___ Source data

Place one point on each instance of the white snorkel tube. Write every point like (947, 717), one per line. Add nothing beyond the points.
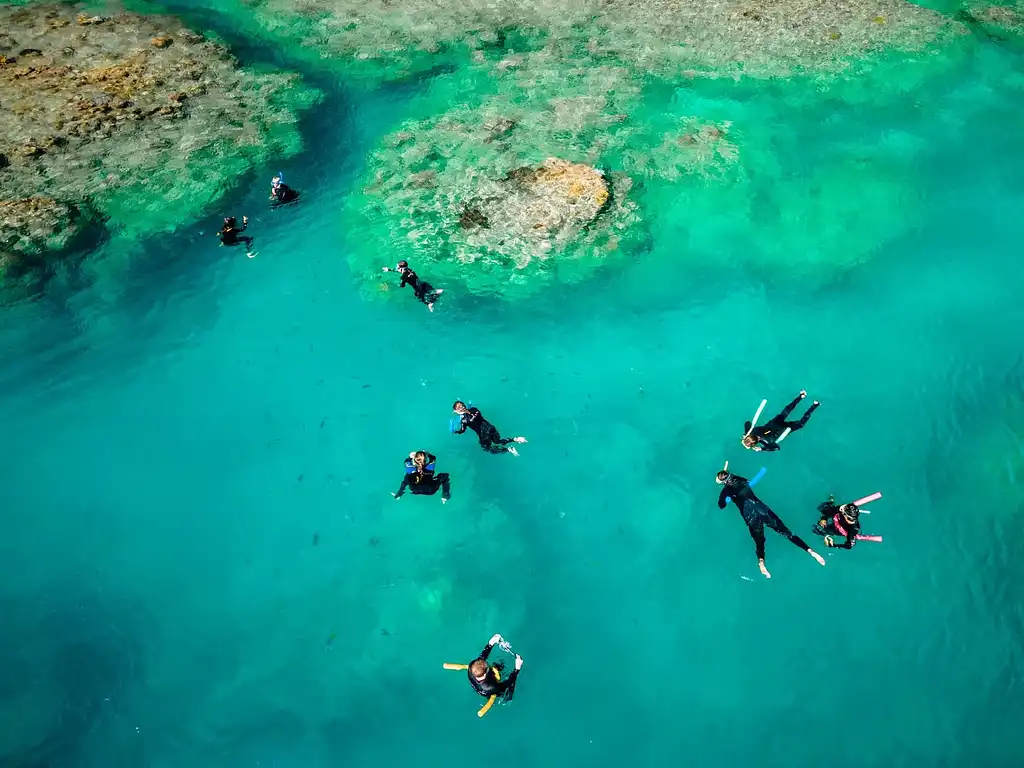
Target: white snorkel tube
(754, 421)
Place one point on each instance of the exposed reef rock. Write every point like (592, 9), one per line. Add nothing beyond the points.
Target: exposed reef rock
(464, 198)
(144, 119)
(37, 224)
(1004, 20)
(759, 38)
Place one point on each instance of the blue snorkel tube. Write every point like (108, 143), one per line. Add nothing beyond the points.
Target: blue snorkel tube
(752, 482)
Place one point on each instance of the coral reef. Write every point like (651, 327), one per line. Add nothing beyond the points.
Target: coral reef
(537, 176)
(1001, 20)
(467, 199)
(141, 117)
(35, 225)
(759, 38)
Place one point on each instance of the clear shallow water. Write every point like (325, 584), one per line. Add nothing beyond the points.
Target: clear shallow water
(175, 437)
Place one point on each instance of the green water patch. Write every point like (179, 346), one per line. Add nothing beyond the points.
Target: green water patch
(133, 122)
(812, 175)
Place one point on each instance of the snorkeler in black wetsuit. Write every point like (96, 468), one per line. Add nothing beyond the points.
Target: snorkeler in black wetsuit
(486, 679)
(423, 290)
(767, 436)
(839, 520)
(491, 439)
(230, 235)
(483, 678)
(420, 477)
(757, 514)
(282, 194)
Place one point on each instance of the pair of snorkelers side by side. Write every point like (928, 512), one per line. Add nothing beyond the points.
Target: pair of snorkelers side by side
(843, 520)
(757, 515)
(491, 439)
(769, 435)
(423, 290)
(422, 479)
(485, 678)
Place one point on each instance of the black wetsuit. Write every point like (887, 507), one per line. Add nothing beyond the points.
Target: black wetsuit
(828, 510)
(425, 482)
(756, 514)
(491, 439)
(423, 290)
(491, 685)
(282, 195)
(767, 434)
(231, 236)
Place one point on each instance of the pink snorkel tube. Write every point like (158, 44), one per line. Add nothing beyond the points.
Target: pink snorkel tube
(865, 500)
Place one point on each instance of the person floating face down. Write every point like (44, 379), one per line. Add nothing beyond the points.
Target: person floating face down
(839, 520)
(766, 436)
(282, 194)
(423, 290)
(421, 479)
(757, 514)
(486, 678)
(230, 233)
(491, 439)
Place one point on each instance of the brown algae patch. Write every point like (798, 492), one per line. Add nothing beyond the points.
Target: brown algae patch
(136, 118)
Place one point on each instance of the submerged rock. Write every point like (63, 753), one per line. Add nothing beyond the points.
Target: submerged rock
(462, 196)
(531, 211)
(751, 38)
(37, 224)
(139, 116)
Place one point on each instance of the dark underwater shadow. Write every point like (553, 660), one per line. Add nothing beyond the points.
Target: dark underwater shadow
(89, 650)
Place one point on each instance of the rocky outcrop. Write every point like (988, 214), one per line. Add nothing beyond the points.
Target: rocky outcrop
(535, 209)
(479, 199)
(750, 38)
(37, 224)
(141, 117)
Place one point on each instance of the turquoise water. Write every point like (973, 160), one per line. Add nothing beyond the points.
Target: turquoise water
(204, 566)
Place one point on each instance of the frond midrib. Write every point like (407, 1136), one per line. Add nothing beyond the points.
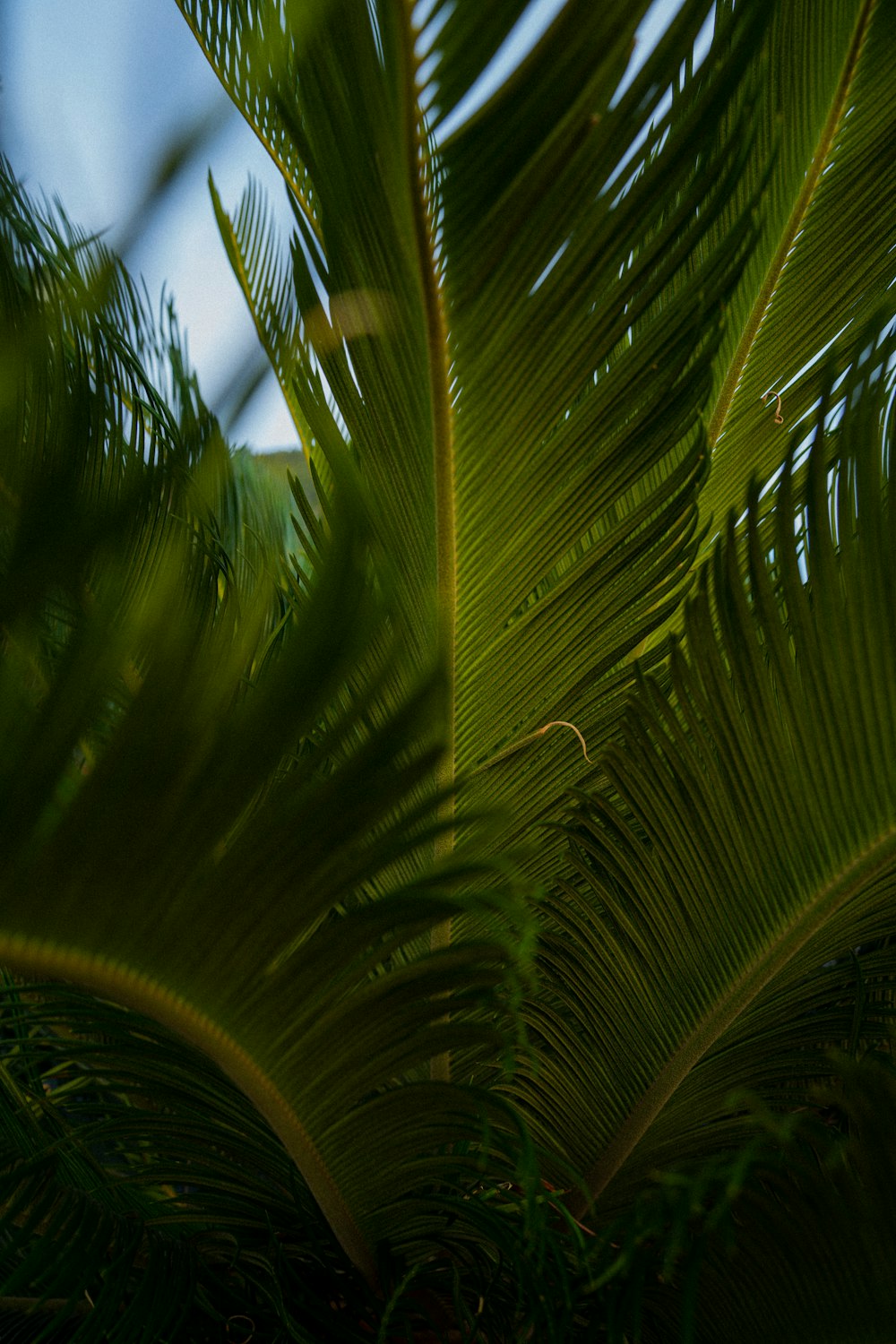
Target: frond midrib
(142, 994)
(769, 287)
(845, 884)
(443, 426)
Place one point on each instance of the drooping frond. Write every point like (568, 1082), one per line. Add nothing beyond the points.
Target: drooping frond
(826, 117)
(196, 817)
(704, 943)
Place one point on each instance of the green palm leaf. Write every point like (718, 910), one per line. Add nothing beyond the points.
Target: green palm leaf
(228, 771)
(825, 258)
(700, 946)
(532, 467)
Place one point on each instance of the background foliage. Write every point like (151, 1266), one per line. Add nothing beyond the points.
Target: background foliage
(476, 919)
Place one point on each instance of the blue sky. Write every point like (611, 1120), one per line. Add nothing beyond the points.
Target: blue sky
(91, 93)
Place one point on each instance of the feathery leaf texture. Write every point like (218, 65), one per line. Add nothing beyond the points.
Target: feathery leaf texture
(594, 382)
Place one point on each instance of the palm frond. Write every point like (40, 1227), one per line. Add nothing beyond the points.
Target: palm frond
(825, 260)
(700, 946)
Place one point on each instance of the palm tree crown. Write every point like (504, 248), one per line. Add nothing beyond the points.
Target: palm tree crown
(479, 924)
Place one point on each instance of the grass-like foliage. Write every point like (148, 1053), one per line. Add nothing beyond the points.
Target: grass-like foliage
(476, 919)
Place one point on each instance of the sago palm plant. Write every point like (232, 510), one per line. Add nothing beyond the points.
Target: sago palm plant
(481, 925)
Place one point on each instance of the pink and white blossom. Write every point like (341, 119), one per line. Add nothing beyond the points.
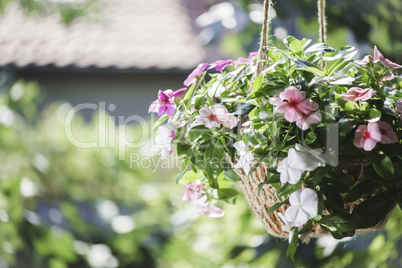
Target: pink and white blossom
(194, 191)
(253, 54)
(299, 160)
(215, 116)
(288, 227)
(387, 132)
(294, 104)
(307, 120)
(366, 60)
(303, 207)
(210, 210)
(246, 157)
(378, 57)
(165, 102)
(399, 106)
(357, 93)
(367, 136)
(192, 78)
(288, 173)
(164, 139)
(219, 65)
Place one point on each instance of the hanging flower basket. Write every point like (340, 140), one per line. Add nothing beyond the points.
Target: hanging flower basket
(312, 136)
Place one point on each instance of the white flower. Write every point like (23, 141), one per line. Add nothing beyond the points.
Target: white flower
(303, 206)
(210, 210)
(288, 227)
(246, 157)
(164, 139)
(288, 173)
(231, 122)
(216, 89)
(218, 114)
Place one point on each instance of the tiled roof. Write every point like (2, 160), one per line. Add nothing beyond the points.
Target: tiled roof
(131, 34)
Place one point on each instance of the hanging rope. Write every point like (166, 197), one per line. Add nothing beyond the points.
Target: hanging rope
(263, 50)
(323, 24)
(322, 20)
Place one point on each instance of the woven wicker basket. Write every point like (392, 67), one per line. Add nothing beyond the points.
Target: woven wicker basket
(267, 197)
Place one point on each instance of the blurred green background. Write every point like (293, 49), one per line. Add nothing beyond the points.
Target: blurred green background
(63, 206)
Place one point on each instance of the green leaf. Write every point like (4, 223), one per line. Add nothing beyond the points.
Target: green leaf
(341, 222)
(228, 195)
(333, 200)
(362, 188)
(231, 175)
(319, 47)
(375, 209)
(244, 108)
(314, 70)
(288, 189)
(383, 165)
(223, 182)
(196, 132)
(290, 252)
(258, 83)
(288, 40)
(183, 169)
(296, 46)
(374, 114)
(183, 148)
(277, 206)
(189, 92)
(160, 121)
(306, 228)
(191, 177)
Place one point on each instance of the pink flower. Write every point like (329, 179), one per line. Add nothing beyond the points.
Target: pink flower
(218, 114)
(232, 121)
(386, 62)
(367, 136)
(192, 78)
(275, 100)
(367, 59)
(165, 102)
(253, 54)
(293, 104)
(241, 61)
(210, 210)
(388, 78)
(388, 134)
(399, 105)
(219, 65)
(356, 93)
(193, 191)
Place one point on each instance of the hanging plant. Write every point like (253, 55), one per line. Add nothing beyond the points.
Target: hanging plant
(312, 136)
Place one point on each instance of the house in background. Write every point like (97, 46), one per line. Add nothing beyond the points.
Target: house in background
(133, 49)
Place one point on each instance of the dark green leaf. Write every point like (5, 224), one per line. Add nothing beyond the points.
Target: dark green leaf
(288, 40)
(277, 205)
(258, 83)
(229, 195)
(341, 222)
(333, 200)
(183, 169)
(244, 108)
(363, 188)
(290, 252)
(382, 165)
(288, 189)
(375, 209)
(319, 47)
(231, 175)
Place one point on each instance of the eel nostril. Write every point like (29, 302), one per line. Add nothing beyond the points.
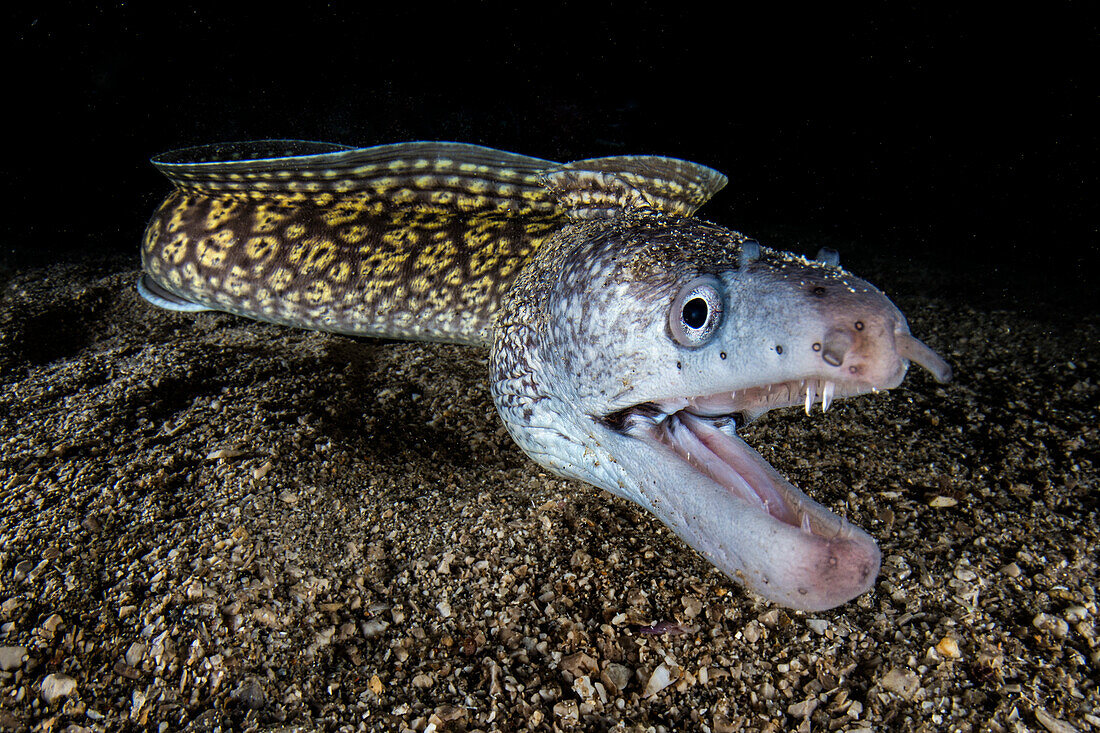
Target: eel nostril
(835, 347)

______

▸ Exercise prompt: Could you rewrite all the lines above as a Markdown table with the columns "Row" and "Text", giving each line its own numbered row and skipping any blank lines? Leave the pictures out of the table.

▸ Correct response:
| Row | Text |
|---|---|
| 1 | Place one point on each instance of the white snorkel tube. Write every point like (947, 717), one per line. Add nothing beyond the points. |
| 2 | Target: white snorkel tube |
| 3 | (754, 421) |
| 4 | Place one point on each instance of the exposed reef rock. Write every point like (592, 9), one per line. Add nothing beyond the points. |
| 5 | Target: exposed reef rock |
| 6 | (464, 198) |
| 7 | (144, 119) |
| 8 | (37, 224) |
| 9 | (1004, 20) |
| 10 | (759, 38) |
| 11 | Place one point on each instance of the blue snorkel tube. Write every point like (108, 143), one per line. Add nothing beyond the points. |
| 12 | Target: blue snorkel tube |
| 13 | (752, 482) |
| 14 | Place one point on each instance of the coral reef. Write every point like (651, 327), one per line. Add nothing beyond the points. |
| 15 | Target: coral reef |
| 16 | (537, 176) |
| 17 | (1001, 20) |
| 18 | (467, 199) |
| 19 | (141, 117) |
| 20 | (35, 225) |
| 21 | (759, 38) |
| 22 | Place one point on each instance of the clear shallow water. Write every point like (325, 584), one per line. Add nothing beyond the points. |
| 23 | Target: clear shallow water |
| 24 | (175, 437) |
| 25 | Place one point on each instance of the green water patch. Write every point like (179, 346), one per line. Add nothing beyond the points. |
| 26 | Target: green water patch |
| 27 | (133, 122) |
| 28 | (812, 175) |
| 29 | Place one point on each instance of the snorkeler in black wetsuit. Write every point like (96, 468), one per line. Add nothing beyond the points. |
| 30 | Target: snorkeler in black wetsuit |
| 31 | (486, 679) |
| 32 | (423, 290) |
| 33 | (767, 436) |
| 34 | (839, 520) |
| 35 | (491, 439) |
| 36 | (230, 235) |
| 37 | (483, 678) |
| 38 | (420, 477) |
| 39 | (757, 514) |
| 40 | (282, 194) |
| 41 | Place one point on each instance of the pair of snorkelers side by side. Write every point like (928, 512), one per line. Add nothing beyond the points. |
| 42 | Target: pair of snorkelers side by side |
| 43 | (843, 520) |
| 44 | (757, 515) |
| 45 | (491, 439) |
| 46 | (769, 435) |
| 47 | (423, 290) |
| 48 | (422, 479) |
| 49 | (485, 678) |
| 50 | Place one point on each instance of the black wetsuit. Write every point like (887, 507), one per line. Add nothing beyond the points. |
| 51 | Target: black wetsuit |
| 52 | (828, 510) |
| 53 | (425, 482) |
| 54 | (756, 514) |
| 55 | (491, 439) |
| 56 | (423, 290) |
| 57 | (491, 685) |
| 58 | (282, 195) |
| 59 | (767, 434) |
| 60 | (231, 236) |
| 61 | Place one point on each instance of the pink snorkel tube. Write every point like (158, 44), one per line. Add nothing beyond the points. |
| 62 | Target: pink snorkel tube |
| 63 | (865, 500) |
| 64 | Place one point on each instance of the person floating face down. Write every point like (44, 379), one per line. Add nothing beyond the points. |
| 65 | Target: person floating face down |
| 66 | (839, 520) |
| 67 | (766, 436) |
| 68 | (282, 194) |
| 69 | (423, 290) |
| 70 | (421, 479) |
| 71 | (757, 514) |
| 72 | (486, 678) |
| 73 | (230, 233) |
| 74 | (491, 439) |
| 75 | Place one point on each instance of the brown algae patch. Write every point like (798, 492), one per line. Add nothing beyond the points. |
| 76 | Target: brown algae patch |
| 77 | (136, 118) |
| 78 | Place one point on each instance of the submerged rock. Write every point like (63, 753), one per line. Add nothing beyond the points. |
| 79 | Target: submerged rock |
| 80 | (462, 196) |
| 81 | (531, 211) |
| 82 | (751, 38) |
| 83 | (37, 224) |
| 84 | (139, 116) |
| 85 | Place one point on each instance of the dark underwater shadow. Write every point like (553, 660), one per line. Add nothing beyond the points. |
| 86 | Target: dark underwater shadow |
| 87 | (89, 650) |
| 88 | Place one point on each instance of the rocky outcrop. Write every point like (988, 214), one per line. Add nothing beyond the points. |
| 89 | Target: rocky outcrop |
| 90 | (535, 209) |
| 91 | (479, 199) |
| 92 | (750, 38) |
| 93 | (37, 224) |
| 94 | (141, 117) |
| 95 | Place one point on each instance of the turquoise water. Write every point like (973, 160), one per line. Add nothing beyond the points. |
| 96 | Target: turquoise water |
| 97 | (204, 566) |
| 98 | Place one point on each instance of the frond midrib. Write every point like (407, 1136), one per line. Add nothing beyond the points. |
| 99 | Target: frond midrib |
| 100 | (142, 994) |
| 101 | (769, 287) |
| 102 | (845, 884) |
| 103 | (443, 426) |
| 104 | Place one point on each instance of the drooping frond. Write every point like (568, 1082), one per line. Add nothing beyond the points. |
| 105 | Target: drooping frond |
| 106 | (826, 117) |
| 107 | (196, 817) |
| 108 | (704, 943) |
| 109 | Place one point on each instance of the green palm leaf. Write every point like (718, 910), one per line. Add nothing beyond the points. |
| 110 | Target: green palm leaf |
| 111 | (228, 771) |
| 112 | (825, 258) |
| 113 | (700, 946) |
| 114 | (532, 467) |
| 115 | Place one point on each instance of the background foliage. Write every point like (151, 1266), one per line. Add nothing beyond the points. |
| 116 | Target: background foliage |
| 117 | (476, 919) |
| 118 | Place one point on each instance of the blue sky. Write every point like (611, 1120), one per line. Add nothing beyond the points. |
| 119 | Target: blue sky |
| 120 | (91, 93) |
| 121 | Place one point on each instance of the feathery leaf texture. Write every point like (218, 65), one per line. Add nothing beyond the points. |
| 122 | Target: feathery leaf texture |
| 123 | (594, 382) |
| 124 | Place one point on each instance of the palm frond. Write every point like (40, 1227), one per line. Add nothing beyond the points. |
| 125 | Target: palm frond |
| 126 | (825, 260) |
| 127 | (700, 946) |
| 128 | Place one point on each instance of the palm tree crown. Write every point like (504, 248), one per line. Add nothing beyond the points. |
| 129 | Target: palm tree crown |
| 130 | (479, 924) |
| 131 | Place one point on each instance of the grass-like foliage. Write every point like (148, 1053), one per line. Add nothing beyond the points. |
| 132 | Target: grass-like foliage |
| 133 | (476, 919) |
| 134 | Place one point on each instance of the sago palm plant. Write every point like (232, 510), one per line. Add nothing beyond the points. |
| 135 | Target: sago palm plant |
| 136 | (481, 925) |
| 137 | Place one point on each instance of the pink and white blossom. Write every point like (341, 119), one per line. Add nothing beyond the points. |
| 138 | Target: pink and white blossom |
| 139 | (194, 191) |
| 140 | (253, 54) |
| 141 | (299, 160) |
| 142 | (215, 116) |
| 143 | (288, 227) |
| 144 | (387, 132) |
| 145 | (294, 104) |
| 146 | (307, 120) |
| 147 | (366, 60) |
| 148 | (303, 207) |
| 149 | (210, 210) |
| 150 | (246, 157) |
| 151 | (378, 57) |
| 152 | (165, 102) |
| 153 | (399, 106) |
| 154 | (357, 93) |
| 155 | (367, 136) |
| 156 | (192, 78) |
| 157 | (288, 173) |
| 158 | (164, 139) |
| 159 | (219, 65) |
| 160 | Place one point on each instance of the hanging flower basket. Write every point like (340, 140), one per line. Add nothing beyond the points. |
| 161 | Target: hanging flower basket |
| 162 | (312, 136) |
| 163 | Place one point on each instance of the white flower. Write every point like (23, 141), one per line. Add nothing beyond the points. |
| 164 | Target: white flower |
| 165 | (303, 206) |
| 166 | (210, 210) |
| 167 | (288, 227) |
| 168 | (246, 157) |
| 169 | (164, 139) |
| 170 | (288, 173) |
| 171 | (231, 122) |
| 172 | (216, 89) |
| 173 | (218, 114) |
| 174 | Place one point on each instance of the tiled roof. Write every point like (2, 160), one per line. Add nothing beyond the points. |
| 175 | Target: tiled roof |
| 176 | (131, 34) |
| 177 | Place one point on each instance of the hanging rope. Write every point like (166, 197), one per line. Add nothing beyond the points. |
| 178 | Target: hanging rope |
| 179 | (263, 50) |
| 180 | (323, 24) |
| 181 | (322, 20) |
| 182 | Place one point on each instance of the woven wicker basket. Write every point like (392, 67), one per line. Add nothing beyond the points. |
| 183 | Target: woven wicker basket |
| 184 | (267, 197) |
| 185 | Place one point on each instance of the blurred green background. Write every point like (293, 49), one per line. Add nothing beyond the points. |
| 186 | Target: blurred green background |
| 187 | (63, 206) |
| 188 | Place one point on each instance of the green leaf. Write every point like (4, 223), one per line. Add nothing beyond the points. |
| 189 | Target: green leaf |
| 190 | (341, 222) |
| 191 | (228, 195) |
| 192 | (333, 200) |
| 193 | (362, 188) |
| 194 | (231, 175) |
| 195 | (319, 47) |
| 196 | (375, 209) |
| 197 | (244, 108) |
| 198 | (314, 70) |
| 199 | (288, 189) |
| 200 | (383, 165) |
| 201 | (223, 182) |
| 202 | (196, 132) |
| 203 | (290, 252) |
| 204 | (258, 83) |
| 205 | (288, 40) |
| 206 | (183, 169) |
| 207 | (296, 46) |
| 208 | (374, 114) |
| 209 | (183, 148) |
| 210 | (277, 206) |
| 211 | (189, 92) |
| 212 | (160, 121) |
| 213 | (306, 228) |
| 214 | (191, 177) |
| 215 | Place one point on each instance of the pink flower. Write every point like (329, 179), one per line. Add nothing beyond the points. |
| 216 | Target: pink flower |
| 217 | (218, 114) |
| 218 | (232, 121) |
| 219 | (386, 62) |
| 220 | (367, 136) |
| 221 | (192, 78) |
| 222 | (275, 100) |
| 223 | (367, 59) |
| 224 | (165, 102) |
| 225 | (253, 54) |
| 226 | (293, 104) |
| 227 | (241, 61) |
| 228 | (210, 210) |
| 229 | (388, 78) |
| 230 | (388, 134) |
| 231 | (399, 105) |
| 232 | (219, 65) |
| 233 | (356, 93) |
| 234 | (193, 191) |
| 235 | Place one point on each instance of the hanging plant. Write every point like (253, 55), one per line. Add nothing beyond the points. |
| 236 | Target: hanging plant |
| 237 | (312, 136) |
| 238 | Place one point on each instance of the house in background. Write every point like (97, 46), one per line. Add nothing beyond the points. |
| 239 | Target: house in background |
| 240 | (133, 49) |
| 241 | Place one point on each instance of the dark green leaf. Write every point like (5, 224), one per line. Add nothing beyond the points. |
| 242 | Target: dark green leaf |
| 243 | (288, 40) |
| 244 | (277, 205) |
| 245 | (258, 83) |
| 246 | (229, 195) |
| 247 | (341, 222) |
| 248 | (333, 200) |
| 249 | (183, 169) |
| 250 | (244, 108) |
| 251 | (363, 188) |
| 252 | (290, 252) |
| 253 | (382, 165) |
| 254 | (288, 189) |
| 255 | (375, 209) |
| 256 | (319, 47) |
| 257 | (231, 175) |
| 258 | Place one point on each instance of the eel nostril. Write every point like (29, 302), one per line. Add nothing beyond the points. |
| 259 | Target: eel nostril |
| 260 | (835, 347) |